== Given problem ==
Pull out the lines below verbatim, starting with the first line and stopping after the line that contains "POLYGON ((238 69, 241".

Excerpts from segmentation lines:
## start

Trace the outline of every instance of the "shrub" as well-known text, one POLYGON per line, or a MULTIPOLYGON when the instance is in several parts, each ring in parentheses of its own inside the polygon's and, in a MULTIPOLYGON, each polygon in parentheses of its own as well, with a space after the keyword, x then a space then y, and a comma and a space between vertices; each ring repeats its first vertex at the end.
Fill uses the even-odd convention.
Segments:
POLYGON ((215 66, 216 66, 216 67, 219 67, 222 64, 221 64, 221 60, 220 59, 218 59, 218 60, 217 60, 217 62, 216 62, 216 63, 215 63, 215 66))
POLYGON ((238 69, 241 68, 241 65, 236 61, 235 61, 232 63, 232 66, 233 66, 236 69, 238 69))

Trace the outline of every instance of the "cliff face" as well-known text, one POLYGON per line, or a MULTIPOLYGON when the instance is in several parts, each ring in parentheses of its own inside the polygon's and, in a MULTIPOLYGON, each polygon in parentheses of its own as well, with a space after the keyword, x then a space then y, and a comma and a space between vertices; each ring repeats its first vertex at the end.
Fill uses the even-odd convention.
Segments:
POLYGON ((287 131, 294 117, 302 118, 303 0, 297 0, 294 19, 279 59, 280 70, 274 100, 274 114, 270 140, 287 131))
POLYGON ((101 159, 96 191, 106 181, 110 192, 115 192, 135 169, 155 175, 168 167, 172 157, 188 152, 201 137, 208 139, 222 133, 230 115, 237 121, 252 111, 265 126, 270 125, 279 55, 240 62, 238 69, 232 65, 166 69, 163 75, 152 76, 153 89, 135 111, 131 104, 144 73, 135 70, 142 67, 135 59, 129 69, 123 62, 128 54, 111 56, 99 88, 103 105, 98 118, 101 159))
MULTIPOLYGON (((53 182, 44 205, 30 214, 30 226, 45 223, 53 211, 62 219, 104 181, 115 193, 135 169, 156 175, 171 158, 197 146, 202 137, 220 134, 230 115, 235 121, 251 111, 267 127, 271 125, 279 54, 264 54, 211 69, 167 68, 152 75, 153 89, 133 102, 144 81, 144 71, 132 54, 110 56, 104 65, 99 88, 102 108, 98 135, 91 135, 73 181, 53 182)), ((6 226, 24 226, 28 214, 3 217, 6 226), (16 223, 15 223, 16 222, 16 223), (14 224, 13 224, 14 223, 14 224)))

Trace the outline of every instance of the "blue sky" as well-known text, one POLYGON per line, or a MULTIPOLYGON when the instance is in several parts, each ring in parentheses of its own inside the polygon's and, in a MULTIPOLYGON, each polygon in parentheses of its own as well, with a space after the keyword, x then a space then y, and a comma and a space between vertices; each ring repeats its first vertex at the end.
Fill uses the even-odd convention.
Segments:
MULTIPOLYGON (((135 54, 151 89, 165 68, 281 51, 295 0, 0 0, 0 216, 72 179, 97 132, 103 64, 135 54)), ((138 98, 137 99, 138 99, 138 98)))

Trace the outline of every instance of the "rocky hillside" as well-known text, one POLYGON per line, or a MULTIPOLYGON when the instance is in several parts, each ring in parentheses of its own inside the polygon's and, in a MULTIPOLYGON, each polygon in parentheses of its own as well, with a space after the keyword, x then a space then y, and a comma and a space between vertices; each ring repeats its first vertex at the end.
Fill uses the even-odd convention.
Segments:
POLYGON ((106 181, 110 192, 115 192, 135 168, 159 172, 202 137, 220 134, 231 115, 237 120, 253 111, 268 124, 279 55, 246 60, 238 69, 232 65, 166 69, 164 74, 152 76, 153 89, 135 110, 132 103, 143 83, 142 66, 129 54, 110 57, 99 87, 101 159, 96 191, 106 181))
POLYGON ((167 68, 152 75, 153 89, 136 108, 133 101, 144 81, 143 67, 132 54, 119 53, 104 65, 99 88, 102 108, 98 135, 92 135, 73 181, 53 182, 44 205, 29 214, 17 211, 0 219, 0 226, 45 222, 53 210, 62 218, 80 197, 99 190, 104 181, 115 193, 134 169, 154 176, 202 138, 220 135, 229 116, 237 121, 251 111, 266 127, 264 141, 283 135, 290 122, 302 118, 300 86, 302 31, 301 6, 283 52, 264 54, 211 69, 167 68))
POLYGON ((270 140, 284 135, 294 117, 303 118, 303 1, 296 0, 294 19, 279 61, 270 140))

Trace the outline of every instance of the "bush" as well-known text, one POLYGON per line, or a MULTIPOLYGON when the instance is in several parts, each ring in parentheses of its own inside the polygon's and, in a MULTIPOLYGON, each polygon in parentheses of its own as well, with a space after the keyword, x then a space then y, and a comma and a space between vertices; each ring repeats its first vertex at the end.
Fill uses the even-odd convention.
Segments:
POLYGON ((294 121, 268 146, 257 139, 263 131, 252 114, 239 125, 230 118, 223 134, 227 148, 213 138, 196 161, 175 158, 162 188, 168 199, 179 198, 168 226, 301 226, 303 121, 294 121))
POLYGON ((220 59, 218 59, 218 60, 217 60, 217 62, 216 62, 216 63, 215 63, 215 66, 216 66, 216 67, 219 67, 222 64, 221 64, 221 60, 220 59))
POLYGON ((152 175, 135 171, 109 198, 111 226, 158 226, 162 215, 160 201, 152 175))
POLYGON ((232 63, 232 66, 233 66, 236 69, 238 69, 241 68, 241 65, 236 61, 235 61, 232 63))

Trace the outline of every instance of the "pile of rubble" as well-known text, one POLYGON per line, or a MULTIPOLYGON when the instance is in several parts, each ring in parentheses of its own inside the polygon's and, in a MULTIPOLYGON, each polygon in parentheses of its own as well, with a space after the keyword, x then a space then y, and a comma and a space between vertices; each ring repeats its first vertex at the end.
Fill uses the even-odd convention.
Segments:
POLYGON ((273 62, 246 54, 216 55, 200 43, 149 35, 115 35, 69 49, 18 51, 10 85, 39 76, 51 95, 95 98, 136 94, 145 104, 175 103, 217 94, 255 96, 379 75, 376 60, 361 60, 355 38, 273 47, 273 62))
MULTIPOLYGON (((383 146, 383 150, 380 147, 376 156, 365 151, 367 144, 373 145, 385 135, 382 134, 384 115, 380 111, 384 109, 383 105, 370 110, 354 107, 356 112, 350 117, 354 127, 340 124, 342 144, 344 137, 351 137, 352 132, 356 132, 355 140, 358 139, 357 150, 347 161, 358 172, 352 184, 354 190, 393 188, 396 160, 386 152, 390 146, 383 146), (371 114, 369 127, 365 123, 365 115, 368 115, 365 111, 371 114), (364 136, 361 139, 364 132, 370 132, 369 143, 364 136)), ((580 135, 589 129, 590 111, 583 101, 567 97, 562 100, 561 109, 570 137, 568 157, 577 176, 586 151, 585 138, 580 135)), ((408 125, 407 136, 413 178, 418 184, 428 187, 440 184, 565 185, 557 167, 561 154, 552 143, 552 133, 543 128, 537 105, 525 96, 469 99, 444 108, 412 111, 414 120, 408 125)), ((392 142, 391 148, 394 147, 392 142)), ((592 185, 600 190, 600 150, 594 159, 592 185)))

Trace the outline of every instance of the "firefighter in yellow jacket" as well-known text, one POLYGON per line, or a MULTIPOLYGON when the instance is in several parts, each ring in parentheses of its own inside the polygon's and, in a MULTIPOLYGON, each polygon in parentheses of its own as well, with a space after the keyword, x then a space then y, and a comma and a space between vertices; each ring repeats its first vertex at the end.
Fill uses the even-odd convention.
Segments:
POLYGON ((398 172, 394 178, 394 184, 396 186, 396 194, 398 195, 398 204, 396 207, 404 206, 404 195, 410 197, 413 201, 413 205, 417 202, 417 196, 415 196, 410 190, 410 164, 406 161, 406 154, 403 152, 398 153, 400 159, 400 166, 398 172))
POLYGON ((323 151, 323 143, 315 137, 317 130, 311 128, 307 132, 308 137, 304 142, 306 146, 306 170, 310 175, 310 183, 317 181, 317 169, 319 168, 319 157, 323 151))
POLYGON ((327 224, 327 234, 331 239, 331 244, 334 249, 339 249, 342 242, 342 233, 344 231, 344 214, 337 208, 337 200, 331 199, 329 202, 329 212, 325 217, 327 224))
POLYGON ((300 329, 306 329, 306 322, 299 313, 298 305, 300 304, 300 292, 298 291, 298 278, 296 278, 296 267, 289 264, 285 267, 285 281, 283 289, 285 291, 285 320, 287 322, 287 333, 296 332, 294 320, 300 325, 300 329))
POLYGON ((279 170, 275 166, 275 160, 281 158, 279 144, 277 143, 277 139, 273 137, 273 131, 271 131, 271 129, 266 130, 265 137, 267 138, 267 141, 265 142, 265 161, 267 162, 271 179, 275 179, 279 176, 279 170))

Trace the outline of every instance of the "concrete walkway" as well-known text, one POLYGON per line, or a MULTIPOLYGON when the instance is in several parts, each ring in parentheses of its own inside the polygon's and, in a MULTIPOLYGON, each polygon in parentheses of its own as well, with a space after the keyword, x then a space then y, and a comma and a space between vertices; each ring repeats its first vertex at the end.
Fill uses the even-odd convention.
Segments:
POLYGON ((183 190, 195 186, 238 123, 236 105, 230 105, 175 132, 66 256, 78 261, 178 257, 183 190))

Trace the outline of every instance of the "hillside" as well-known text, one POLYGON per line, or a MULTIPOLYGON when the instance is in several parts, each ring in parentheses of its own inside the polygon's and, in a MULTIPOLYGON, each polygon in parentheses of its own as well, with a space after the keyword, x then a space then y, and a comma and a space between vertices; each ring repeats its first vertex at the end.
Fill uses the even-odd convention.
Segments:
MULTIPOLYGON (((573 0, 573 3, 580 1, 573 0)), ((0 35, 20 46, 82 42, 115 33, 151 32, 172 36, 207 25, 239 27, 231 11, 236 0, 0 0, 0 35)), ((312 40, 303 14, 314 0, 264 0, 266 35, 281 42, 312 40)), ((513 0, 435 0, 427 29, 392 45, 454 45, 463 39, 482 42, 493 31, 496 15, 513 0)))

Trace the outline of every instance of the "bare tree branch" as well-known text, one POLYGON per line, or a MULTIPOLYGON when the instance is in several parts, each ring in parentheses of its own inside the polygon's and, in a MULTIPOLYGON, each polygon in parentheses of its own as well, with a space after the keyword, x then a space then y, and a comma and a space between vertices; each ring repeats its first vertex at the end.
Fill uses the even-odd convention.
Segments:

## end

== Solved exercise ==
Trace the outline of every instance of the "shrub" as well-known text, one POLYGON per line, or a MULTIPOLYGON when the instance is in several parts, each ring in parentheses of its own inside the polygon's and, in a MULTIPOLYGON, each polygon in parentheses of its own as well, with a space after the keyword, x then a space then y, and a comma and a space between vertices; each ring repeats its first vertex at the end.
Fill uses the even-odd convention.
Segments:
POLYGON ((215 66, 216 66, 216 67, 219 67, 222 64, 221 64, 221 60, 220 59, 218 59, 218 60, 217 60, 217 62, 216 62, 216 63, 215 63, 215 66))
POLYGON ((238 69, 241 68, 241 65, 236 61, 235 61, 232 63, 232 66, 233 66, 236 69, 238 69))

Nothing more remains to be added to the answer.